Excerpt:
┄┄┄┄┄┄

In her sentencing, Judge Lomp took into consideration the family background of the terrorist and the fact that it was "his first blunder," as she defined it, which drew harsh reactions. The terrorist also claimed that the remand was difficult for him. He did not express remorse for his acts, and he also changed his testimony regarding the attack.
Honenu Attorney Chayim Bleicher, who is representing the victims, sharply criticized the penalization: "The terrorist left his home aware that he was going to be a shahid. He was willing to die in order to murder a Jew. How can one consider that in six years he will be released? This is a prolonged failure that began when the office of the Jerusalem District Attorney did not indict the terrorist for attempted murder and continued with penalization that does not reflect the severity of the attack. We expect the office of the Jerusalem District Attorney to demand a significantly stiffer penalty."
Approximately 18 months ago, Ali Ajalin, then a 22-year-old Anata resident, left his home with a kitchen knife with a 12 cm. blade and looked for a Jewish victim in the area of Sha'ar Shechem (Damascus Gate). He identified two Jews with a Hareidi appearance walking from Sha'ar Shechem toward Shivtei Yisrael Street. The terrorist followed them until they reached HaNevi'im Street, where he drew his knife and attempted to stab one of them in the back. The terrorist tripped and the knife fell from his hand, which enabled the victims to escape. The terrorist fled the scene and was apprehended a short time later by the police.
Summary of the letter that Honenu Attorney Chayim Bleicher wrote to the office of the Jerusalem District Attorney asking them to appeal the lenient sentence:
The terrorist planned the attack, equipped himself with a knife, and arrived at the site. In our opinion, in relation to the circumstances of the incident and the facts written in the indictment, the sentence is lenient and causes severe damage to deterrence and to the war on terror. The circumstances point to a planned terror attack in every way. From the start, the terrorist should have been indicted for and convicted of attempted murder. The actions of the terrorist clearly indicate an intent to murder. The terrorist himself risked being immediately killed. His desire was to slaughter his victims and kill as many as possible. The grounds for the leniency of the conviction and the sentencing were the means that he used: the blade of the knife did not have a sharp enough tip to penetrate deeply when thrust into a victim. If the terrorist had slashed the victim with the knife, the results could have been lethal. In any event, the terrorist's intent was clearly to kill.
All of the characteristics of a terror attack were present. Therefore it is not clear why the sentencing does not reflect that and why the terrorist was penalized as if he had spontaneously carried out an act of terror with non-lethal means. The attack, as all attacks of this type do, caused great damage to the security of the public, who fear for their lives as they walk through the streets of the capital of Israel. The attack also caused great damage to the victims, one of whom was severely emotionally injured, and the injury has had extremely serious effects on his life and the life of his family.
At times, in order to determine the extent of the failure of a sentencing, one must look beyond the standard legal framework and see the situation as an average citizen would. How does an average citizen react upon hearing, to their horror, that a terrorist who carried out a stabbing attack is going to be released after only eight years? The discrepancy between the results of the sentencing and a reasonable perception necessitates careful examination as to whether or not the results are genuinely correct also from a judicial perspective. In this case, the results are far from correct. In light of the severity of the incident and the public and security aspects, I ask that his Honor immediately announce that the office of the Jerusalem District Attorney has appealed the leniency of the sentencing.

┄┄┄┄┄┄

Data listing:
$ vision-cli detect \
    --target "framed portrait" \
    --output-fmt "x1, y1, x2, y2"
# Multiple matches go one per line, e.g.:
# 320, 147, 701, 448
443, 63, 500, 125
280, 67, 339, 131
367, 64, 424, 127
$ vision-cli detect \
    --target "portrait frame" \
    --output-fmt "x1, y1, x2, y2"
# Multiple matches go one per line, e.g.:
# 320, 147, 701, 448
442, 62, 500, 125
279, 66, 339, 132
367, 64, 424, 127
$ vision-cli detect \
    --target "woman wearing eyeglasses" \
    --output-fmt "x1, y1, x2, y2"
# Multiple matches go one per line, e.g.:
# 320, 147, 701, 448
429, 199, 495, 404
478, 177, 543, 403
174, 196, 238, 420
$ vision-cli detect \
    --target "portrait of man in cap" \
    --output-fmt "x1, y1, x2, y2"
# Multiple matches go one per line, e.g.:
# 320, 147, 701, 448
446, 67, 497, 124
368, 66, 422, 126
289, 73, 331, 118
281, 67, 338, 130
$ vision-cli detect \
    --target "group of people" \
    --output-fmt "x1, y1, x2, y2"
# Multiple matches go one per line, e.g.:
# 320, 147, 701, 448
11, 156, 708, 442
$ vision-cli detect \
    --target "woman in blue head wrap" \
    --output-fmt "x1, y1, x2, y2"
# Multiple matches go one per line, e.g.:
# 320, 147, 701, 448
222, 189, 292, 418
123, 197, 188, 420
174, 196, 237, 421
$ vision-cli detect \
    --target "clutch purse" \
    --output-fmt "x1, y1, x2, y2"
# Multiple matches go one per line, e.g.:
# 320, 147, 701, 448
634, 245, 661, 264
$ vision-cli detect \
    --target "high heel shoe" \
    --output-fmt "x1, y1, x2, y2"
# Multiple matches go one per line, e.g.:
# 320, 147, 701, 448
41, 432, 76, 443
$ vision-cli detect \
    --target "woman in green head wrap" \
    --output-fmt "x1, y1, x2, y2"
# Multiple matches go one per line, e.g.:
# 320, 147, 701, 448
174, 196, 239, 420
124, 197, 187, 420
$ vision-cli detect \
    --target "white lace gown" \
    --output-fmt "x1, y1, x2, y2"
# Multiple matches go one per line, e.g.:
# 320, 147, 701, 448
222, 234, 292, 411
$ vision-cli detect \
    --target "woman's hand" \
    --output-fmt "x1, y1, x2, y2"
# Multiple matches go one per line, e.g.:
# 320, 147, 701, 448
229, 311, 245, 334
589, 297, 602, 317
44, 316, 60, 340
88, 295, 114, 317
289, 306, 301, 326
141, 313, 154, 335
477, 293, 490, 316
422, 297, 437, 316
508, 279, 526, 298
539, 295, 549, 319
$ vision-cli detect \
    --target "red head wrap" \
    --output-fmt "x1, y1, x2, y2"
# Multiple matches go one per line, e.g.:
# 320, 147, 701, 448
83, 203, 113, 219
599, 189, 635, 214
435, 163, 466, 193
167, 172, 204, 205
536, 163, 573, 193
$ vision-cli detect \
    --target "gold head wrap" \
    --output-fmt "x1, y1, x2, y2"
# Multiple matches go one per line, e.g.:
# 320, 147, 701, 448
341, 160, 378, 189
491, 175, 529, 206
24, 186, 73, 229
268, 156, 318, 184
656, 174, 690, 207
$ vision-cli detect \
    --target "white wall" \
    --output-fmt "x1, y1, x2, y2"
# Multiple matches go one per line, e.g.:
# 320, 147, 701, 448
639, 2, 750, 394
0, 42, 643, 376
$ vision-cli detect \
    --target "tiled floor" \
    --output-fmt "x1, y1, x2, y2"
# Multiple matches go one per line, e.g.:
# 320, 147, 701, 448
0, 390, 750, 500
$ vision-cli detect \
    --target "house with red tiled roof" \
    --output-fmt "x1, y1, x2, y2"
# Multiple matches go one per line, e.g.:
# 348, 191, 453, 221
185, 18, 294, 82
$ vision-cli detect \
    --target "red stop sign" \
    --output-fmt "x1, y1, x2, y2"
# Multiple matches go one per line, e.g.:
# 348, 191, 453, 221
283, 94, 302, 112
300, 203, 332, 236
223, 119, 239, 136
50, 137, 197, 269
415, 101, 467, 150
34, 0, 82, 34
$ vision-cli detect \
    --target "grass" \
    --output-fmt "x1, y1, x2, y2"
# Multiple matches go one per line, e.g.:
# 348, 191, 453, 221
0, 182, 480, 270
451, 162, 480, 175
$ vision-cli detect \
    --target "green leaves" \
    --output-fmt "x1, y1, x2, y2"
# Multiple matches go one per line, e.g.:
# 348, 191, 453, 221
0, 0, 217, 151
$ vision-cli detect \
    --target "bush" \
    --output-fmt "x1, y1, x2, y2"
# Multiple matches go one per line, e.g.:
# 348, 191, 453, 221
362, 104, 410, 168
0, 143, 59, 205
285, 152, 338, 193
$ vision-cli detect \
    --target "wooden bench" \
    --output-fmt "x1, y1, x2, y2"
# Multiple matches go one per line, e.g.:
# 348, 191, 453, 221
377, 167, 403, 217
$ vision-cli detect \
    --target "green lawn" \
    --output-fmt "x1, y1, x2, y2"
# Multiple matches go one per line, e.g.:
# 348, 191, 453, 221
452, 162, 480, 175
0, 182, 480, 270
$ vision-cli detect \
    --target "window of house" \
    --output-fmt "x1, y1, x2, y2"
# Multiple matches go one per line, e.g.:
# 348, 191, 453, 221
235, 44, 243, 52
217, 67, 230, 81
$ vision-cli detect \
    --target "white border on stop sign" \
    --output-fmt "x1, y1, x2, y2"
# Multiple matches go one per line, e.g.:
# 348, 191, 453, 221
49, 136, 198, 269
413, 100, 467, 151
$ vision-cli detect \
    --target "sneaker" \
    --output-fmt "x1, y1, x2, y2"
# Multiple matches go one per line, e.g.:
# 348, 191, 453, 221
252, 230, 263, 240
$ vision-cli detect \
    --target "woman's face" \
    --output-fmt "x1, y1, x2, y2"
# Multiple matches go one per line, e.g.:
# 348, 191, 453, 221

┄┄┄┄┄┄

Instructions:
1 – Answer these from the sentencing excerpt, one a line:
(a) What is the name of the judge who handed down the sentence?
(b) How long was the blade of the kitchen knife?
(c) Which attorney is representing the victims?
2 – Please return every line of the records that holds the string "tiled".
The sentencing excerpt and the records are unrelated to each other.

Answer set:
1 –
(a) Judge Lomp
(b) 12 cm
(c) Honenu Attorney Chayim Bleicher

2 –
    --target "tiled floor" \
    --target "house with red tiled roof" \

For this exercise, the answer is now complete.